---------- Listed records ----------

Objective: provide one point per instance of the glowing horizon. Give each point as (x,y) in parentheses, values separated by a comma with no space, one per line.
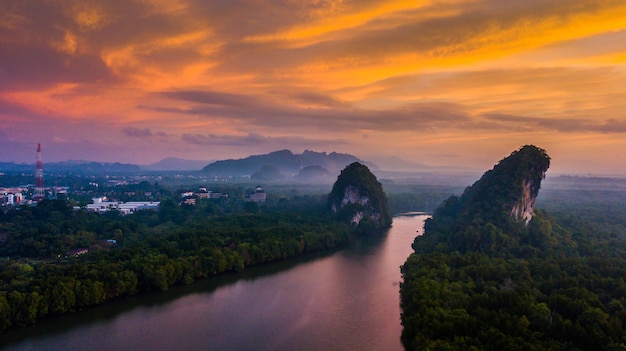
(453,82)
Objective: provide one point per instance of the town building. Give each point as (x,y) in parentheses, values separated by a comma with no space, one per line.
(259,195)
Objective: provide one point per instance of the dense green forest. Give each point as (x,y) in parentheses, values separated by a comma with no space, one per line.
(490,282)
(358,198)
(153,250)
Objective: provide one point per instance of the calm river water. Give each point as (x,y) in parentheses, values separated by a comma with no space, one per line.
(347,300)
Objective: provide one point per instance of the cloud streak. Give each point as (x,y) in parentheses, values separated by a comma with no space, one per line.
(211,79)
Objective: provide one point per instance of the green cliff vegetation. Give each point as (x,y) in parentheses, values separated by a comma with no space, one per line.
(358,198)
(153,250)
(482,278)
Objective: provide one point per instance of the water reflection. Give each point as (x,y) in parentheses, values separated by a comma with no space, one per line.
(344,300)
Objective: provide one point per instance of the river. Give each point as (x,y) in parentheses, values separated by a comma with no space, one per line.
(346,300)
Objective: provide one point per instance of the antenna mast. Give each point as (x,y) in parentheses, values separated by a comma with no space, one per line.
(39,192)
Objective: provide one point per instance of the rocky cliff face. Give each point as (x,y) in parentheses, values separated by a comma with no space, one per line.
(510,189)
(496,208)
(524,209)
(357,198)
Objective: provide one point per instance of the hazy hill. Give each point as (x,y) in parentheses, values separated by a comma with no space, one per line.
(73,166)
(176,164)
(286,162)
(315,174)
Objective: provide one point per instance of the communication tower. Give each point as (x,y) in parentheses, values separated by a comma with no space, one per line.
(39,192)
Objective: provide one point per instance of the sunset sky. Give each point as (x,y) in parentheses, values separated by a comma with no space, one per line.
(452,82)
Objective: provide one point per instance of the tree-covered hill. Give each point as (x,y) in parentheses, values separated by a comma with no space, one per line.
(482,278)
(358,198)
(502,199)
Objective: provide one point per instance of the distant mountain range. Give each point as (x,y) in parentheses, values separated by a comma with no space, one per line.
(284,165)
(176,164)
(281,164)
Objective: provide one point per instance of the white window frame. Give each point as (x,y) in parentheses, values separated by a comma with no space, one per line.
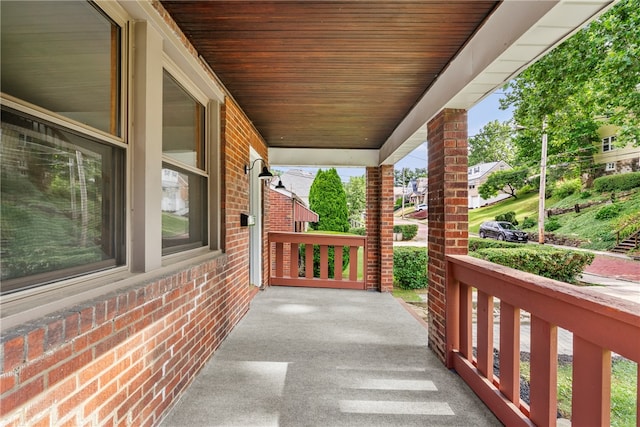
(608,143)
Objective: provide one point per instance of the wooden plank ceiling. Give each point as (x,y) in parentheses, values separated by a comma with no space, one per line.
(328,74)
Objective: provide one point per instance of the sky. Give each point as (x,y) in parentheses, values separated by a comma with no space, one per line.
(477,117)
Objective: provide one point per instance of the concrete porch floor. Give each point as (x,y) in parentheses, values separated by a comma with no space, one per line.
(322,357)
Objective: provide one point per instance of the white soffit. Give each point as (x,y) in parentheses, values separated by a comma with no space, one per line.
(319,157)
(514,37)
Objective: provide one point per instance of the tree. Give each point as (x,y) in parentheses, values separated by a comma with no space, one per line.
(593,75)
(507,181)
(355,191)
(328,199)
(492,144)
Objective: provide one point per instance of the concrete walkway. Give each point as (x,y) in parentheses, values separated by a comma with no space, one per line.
(322,357)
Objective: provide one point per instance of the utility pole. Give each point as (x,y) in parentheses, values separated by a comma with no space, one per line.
(543,182)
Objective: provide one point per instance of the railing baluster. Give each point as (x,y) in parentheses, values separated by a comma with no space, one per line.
(353,263)
(544,372)
(510,352)
(308,267)
(466,337)
(337,263)
(294,260)
(279,259)
(324,261)
(591,399)
(484,313)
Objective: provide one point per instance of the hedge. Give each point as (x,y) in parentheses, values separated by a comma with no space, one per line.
(619,182)
(408,231)
(409,267)
(559,264)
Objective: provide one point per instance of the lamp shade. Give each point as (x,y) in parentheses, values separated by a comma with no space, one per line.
(265,174)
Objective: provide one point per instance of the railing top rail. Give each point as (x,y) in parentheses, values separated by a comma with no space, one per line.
(316,238)
(608,321)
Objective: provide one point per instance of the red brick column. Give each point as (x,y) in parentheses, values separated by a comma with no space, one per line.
(448,212)
(379,262)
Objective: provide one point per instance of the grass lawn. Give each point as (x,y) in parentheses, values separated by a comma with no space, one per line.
(523,206)
(623,390)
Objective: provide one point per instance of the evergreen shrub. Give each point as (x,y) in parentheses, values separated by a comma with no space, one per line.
(558,264)
(408,231)
(410,267)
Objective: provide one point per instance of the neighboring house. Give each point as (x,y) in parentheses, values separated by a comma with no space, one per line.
(477,175)
(614,158)
(288,212)
(299,182)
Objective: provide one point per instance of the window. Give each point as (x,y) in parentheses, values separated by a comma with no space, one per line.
(61,202)
(62,192)
(64,57)
(608,144)
(184,175)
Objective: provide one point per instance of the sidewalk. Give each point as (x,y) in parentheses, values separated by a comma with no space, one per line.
(326,357)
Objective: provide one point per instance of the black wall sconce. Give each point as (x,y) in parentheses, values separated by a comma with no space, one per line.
(265,174)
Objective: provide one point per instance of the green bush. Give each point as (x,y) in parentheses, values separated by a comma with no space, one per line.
(409,267)
(360,231)
(558,264)
(567,188)
(619,182)
(609,211)
(552,224)
(508,216)
(408,231)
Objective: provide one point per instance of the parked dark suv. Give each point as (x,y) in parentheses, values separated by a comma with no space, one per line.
(502,230)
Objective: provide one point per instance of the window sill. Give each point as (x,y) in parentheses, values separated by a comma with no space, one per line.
(28,305)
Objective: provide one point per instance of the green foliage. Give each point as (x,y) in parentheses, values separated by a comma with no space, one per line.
(619,182)
(506,181)
(609,211)
(552,224)
(568,187)
(408,231)
(592,74)
(492,144)
(328,199)
(360,231)
(355,191)
(559,264)
(508,216)
(409,267)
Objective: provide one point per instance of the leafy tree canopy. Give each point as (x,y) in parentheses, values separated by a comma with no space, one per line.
(355,191)
(507,181)
(592,76)
(328,199)
(492,144)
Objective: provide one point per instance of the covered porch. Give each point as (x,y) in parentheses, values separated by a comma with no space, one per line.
(315,83)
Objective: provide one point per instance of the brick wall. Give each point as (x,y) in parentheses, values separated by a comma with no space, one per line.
(379,227)
(447,216)
(124,358)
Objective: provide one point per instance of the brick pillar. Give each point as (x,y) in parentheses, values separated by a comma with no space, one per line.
(448,223)
(379,262)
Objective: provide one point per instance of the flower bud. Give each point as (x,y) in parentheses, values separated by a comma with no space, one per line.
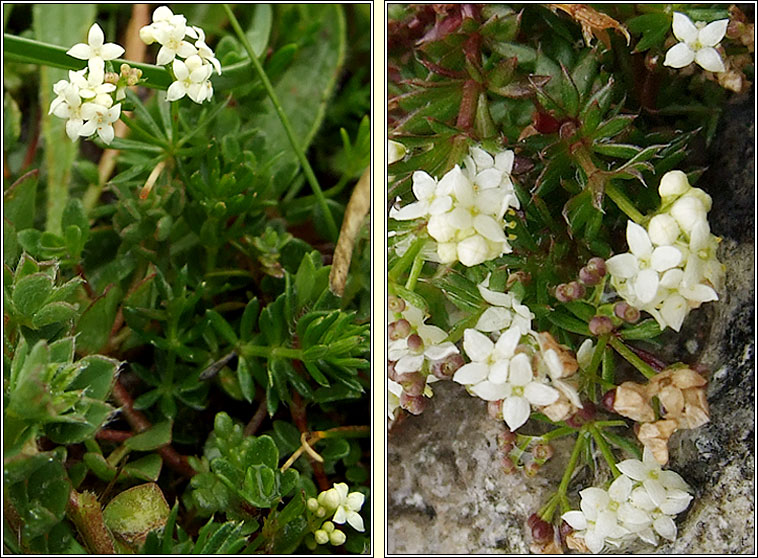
(626,312)
(608,400)
(542,452)
(495,409)
(399,329)
(542,531)
(600,325)
(673,183)
(415,405)
(415,343)
(445,368)
(337,538)
(395,304)
(413,383)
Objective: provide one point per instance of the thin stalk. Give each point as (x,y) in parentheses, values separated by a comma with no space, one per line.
(604,450)
(310,176)
(644,368)
(623,203)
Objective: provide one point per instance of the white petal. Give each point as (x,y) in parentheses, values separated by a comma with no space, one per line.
(711,34)
(489,228)
(494,319)
(639,241)
(111,51)
(516,411)
(488,178)
(409,212)
(175,91)
(508,342)
(708,58)
(540,394)
(665,257)
(683,28)
(504,161)
(520,370)
(622,266)
(80,51)
(655,490)
(620,489)
(473,251)
(646,285)
(576,519)
(679,56)
(478,346)
(490,391)
(633,468)
(665,527)
(471,373)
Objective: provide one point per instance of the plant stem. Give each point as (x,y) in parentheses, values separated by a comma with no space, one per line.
(623,203)
(310,176)
(619,346)
(83,510)
(604,449)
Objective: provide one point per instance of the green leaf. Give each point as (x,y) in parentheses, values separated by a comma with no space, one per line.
(260,28)
(304,90)
(653,27)
(154,437)
(52,313)
(95,323)
(646,329)
(19,201)
(30,293)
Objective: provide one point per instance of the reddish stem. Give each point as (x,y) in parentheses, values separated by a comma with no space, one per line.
(139,423)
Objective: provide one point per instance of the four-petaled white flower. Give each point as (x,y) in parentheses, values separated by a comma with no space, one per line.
(697,44)
(100,119)
(348,507)
(96,52)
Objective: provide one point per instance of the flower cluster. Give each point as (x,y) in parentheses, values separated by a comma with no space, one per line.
(641,502)
(681,393)
(192,74)
(85,100)
(671,266)
(517,371)
(697,43)
(418,354)
(342,507)
(465,209)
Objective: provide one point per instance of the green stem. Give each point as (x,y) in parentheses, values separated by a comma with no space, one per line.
(310,176)
(623,203)
(605,450)
(406,259)
(632,358)
(418,264)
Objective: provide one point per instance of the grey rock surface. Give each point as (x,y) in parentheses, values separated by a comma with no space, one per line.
(448,494)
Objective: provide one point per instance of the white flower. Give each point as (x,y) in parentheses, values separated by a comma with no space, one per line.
(100,119)
(497,373)
(433,199)
(697,44)
(641,266)
(505,311)
(348,507)
(190,79)
(204,51)
(96,52)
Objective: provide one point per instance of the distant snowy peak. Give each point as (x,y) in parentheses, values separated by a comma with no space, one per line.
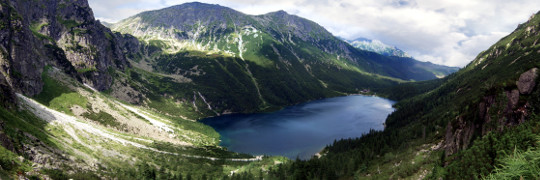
(377,46)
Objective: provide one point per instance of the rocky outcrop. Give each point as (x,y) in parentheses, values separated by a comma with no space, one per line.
(61,33)
(495,113)
(4,139)
(527,81)
(458,135)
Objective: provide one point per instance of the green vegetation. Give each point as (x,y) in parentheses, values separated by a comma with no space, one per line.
(103,118)
(58,96)
(68,23)
(11,164)
(519,165)
(35,28)
(66,101)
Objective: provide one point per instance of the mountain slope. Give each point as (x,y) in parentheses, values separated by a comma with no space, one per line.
(55,124)
(217,60)
(460,127)
(217,29)
(377,46)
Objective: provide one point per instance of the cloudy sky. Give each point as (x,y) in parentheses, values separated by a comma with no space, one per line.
(449,32)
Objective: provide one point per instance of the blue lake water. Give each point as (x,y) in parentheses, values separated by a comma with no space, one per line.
(301,130)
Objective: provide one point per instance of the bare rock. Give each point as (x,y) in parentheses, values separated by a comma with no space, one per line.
(527,81)
(513,98)
(4,139)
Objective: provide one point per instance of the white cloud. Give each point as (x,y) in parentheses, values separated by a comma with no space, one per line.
(450,32)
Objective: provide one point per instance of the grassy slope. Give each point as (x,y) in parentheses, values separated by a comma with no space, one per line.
(422,121)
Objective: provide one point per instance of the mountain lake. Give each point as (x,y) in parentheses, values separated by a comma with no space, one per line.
(301,130)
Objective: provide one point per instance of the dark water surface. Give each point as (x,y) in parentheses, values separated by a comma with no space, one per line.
(301,130)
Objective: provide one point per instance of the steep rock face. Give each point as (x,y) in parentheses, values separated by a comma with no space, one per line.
(378,47)
(275,36)
(495,113)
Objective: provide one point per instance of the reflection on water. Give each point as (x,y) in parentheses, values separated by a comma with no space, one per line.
(301,130)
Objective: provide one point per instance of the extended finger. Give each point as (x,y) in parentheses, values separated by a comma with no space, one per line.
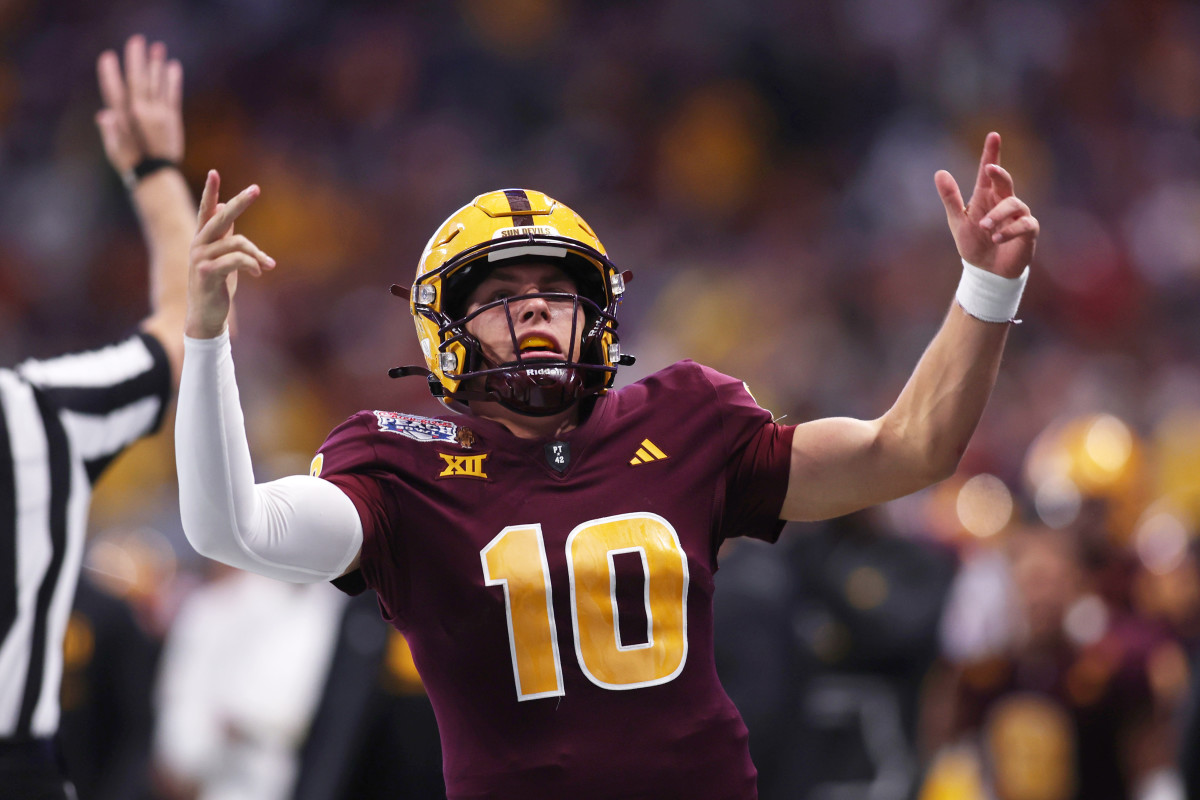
(223,217)
(136,66)
(952,198)
(209,199)
(175,85)
(990,156)
(156,68)
(112,85)
(1001,180)
(1007,209)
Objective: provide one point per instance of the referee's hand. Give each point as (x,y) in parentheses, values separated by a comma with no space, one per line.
(216,257)
(143,114)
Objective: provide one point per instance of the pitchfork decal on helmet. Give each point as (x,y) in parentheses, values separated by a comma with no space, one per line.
(514,224)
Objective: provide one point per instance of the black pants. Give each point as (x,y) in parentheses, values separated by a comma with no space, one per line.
(30,770)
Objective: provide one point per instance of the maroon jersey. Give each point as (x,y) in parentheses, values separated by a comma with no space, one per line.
(557,594)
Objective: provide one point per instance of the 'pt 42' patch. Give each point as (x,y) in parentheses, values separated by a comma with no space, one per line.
(419,428)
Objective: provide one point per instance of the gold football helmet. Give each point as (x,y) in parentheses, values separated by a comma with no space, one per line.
(498,226)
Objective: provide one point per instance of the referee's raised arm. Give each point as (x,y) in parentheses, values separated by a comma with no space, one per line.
(63,420)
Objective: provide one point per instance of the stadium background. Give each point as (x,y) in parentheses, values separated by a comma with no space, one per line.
(763,167)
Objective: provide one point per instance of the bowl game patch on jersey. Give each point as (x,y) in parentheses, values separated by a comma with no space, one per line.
(419,428)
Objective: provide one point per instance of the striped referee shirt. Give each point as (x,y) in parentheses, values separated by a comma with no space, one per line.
(63,421)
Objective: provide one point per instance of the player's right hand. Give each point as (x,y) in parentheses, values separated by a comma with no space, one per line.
(216,257)
(143,114)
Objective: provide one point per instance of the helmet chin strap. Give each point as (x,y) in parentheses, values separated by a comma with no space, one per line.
(535,390)
(532,389)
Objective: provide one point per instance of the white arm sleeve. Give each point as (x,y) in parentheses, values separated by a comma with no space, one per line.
(299,528)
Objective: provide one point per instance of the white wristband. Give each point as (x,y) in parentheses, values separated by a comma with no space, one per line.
(989,296)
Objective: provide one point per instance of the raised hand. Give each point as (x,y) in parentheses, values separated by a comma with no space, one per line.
(995,230)
(216,258)
(143,115)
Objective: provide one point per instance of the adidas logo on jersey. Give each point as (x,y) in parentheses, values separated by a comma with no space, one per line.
(646,453)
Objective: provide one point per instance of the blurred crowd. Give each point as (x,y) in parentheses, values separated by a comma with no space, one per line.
(1025,630)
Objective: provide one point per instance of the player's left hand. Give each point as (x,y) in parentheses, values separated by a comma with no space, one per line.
(995,230)
(143,114)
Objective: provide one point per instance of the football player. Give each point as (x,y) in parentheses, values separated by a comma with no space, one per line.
(547,547)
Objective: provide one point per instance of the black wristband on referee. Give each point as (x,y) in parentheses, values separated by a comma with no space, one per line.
(145,167)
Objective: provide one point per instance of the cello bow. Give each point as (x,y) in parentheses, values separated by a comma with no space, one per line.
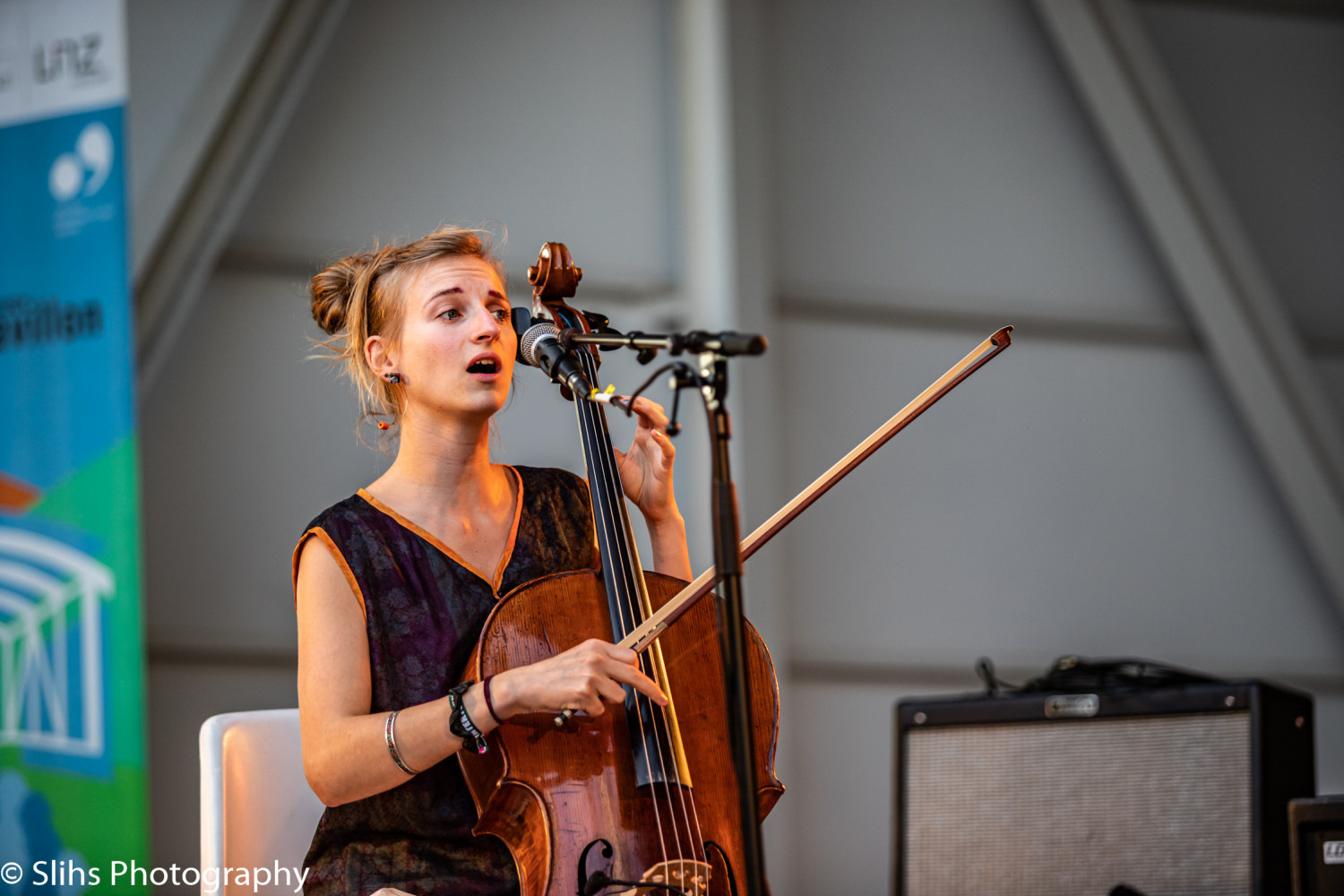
(642,635)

----------

• [Task directions]:
Every line from the one with "Objective: provide one point per instance of the white arm" through the last line of the material gets printed exactly, and nothing more. Omit the pictures.

• [Response]:
Objective: provide one point per instance of the white arm sleeve. Give each point as (x,y) in parentheses, values separated by a comma with no space, one per line.
(299,528)
Objective: provide one point per instance of the white wristband. Give each point as (x,y) in parentheses, values separated by a comma with no space, one per line.
(989,296)
Objective: provide one point per instance of the raised hand. Give each point as (x,y) in parentheses, values separated by a comma with no space, one per line.
(995,230)
(216,258)
(143,115)
Objective: provide one point per instance of the adidas logo on jersey. Give each point as (x,y) in parentheses, values separated by a comma with no space, one per line.
(646,453)
Objective: provide one point per instance of the blurred crowd. Give each point as (x,y) in parentheses, values separated by a comma with no space, one per line.
(1025,630)
Objective: provide one point per instance of the player's left hand. Give each point as (x,y) in parentheses, values separated by a comma with no space, one per line.
(995,230)
(143,114)
Objective: provide one point per instance of the football player. Give each point as (x,y) in parentheses, values separated by a comma with no space, one per line.
(547,547)
Objective: provide one point per instance of the black wristband on referee. Give each point as (x,y) in parentheses, values separated by a comma with no space, one per line.
(145,167)
Objective: provide one point per instance of the cello bow. Give each point as (x,y) in parentheses, values separated by a comma with no space, one per line.
(642,635)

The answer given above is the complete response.